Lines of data
--------------------

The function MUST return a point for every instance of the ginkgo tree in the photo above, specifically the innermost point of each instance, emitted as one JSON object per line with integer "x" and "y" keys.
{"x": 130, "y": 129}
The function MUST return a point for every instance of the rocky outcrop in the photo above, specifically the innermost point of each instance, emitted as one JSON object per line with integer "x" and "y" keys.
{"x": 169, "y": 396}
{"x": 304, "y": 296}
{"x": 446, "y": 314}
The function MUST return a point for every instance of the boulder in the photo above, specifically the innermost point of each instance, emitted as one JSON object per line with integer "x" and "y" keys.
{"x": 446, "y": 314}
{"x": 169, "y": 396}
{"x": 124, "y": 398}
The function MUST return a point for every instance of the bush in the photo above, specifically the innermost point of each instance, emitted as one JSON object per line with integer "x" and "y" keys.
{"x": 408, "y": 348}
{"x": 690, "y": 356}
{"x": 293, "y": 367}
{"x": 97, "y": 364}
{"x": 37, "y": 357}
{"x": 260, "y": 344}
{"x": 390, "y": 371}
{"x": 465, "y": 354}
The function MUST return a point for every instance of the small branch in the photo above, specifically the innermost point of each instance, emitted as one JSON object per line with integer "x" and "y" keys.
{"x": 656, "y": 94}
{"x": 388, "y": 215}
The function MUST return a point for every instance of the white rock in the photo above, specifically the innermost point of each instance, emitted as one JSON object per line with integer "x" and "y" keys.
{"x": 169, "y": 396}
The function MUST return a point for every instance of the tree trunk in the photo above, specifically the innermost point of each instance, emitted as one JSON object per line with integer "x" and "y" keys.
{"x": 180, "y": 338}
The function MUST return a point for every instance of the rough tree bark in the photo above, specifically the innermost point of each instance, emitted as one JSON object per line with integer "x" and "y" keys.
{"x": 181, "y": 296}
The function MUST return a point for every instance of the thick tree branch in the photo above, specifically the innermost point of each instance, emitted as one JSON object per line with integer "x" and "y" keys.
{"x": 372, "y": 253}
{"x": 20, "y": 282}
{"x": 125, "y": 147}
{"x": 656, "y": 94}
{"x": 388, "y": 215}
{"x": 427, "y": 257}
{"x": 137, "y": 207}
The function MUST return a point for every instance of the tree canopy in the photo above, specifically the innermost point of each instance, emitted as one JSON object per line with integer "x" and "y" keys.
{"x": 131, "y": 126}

--------------------

§ The exercise: Edit the lines from the one containing "of the rough" through the last line, replacing "innermost point" with "central point" and leaving everything else unchanged.

§ Worked answer:
The function MUST return a point for every instance of the rough tree bark in the photo above, specifically the central point of each instance, emitted as one JSON object per line with integer "x" and "y" keys.
{"x": 181, "y": 296}
The function MUST return a point for every instance of the thick tree branch in the photo above, specifically the central point of each instance, emitted as one JSON object per line with integer "x" and "y" keys.
{"x": 372, "y": 253}
{"x": 20, "y": 282}
{"x": 125, "y": 147}
{"x": 656, "y": 94}
{"x": 388, "y": 215}
{"x": 427, "y": 257}
{"x": 137, "y": 207}
The function MUST return a point for every instance of the tree canopy in the photo above, specifically the central point of each instance, emitted as one JSON object per line with integer "x" and "y" keys.
{"x": 131, "y": 126}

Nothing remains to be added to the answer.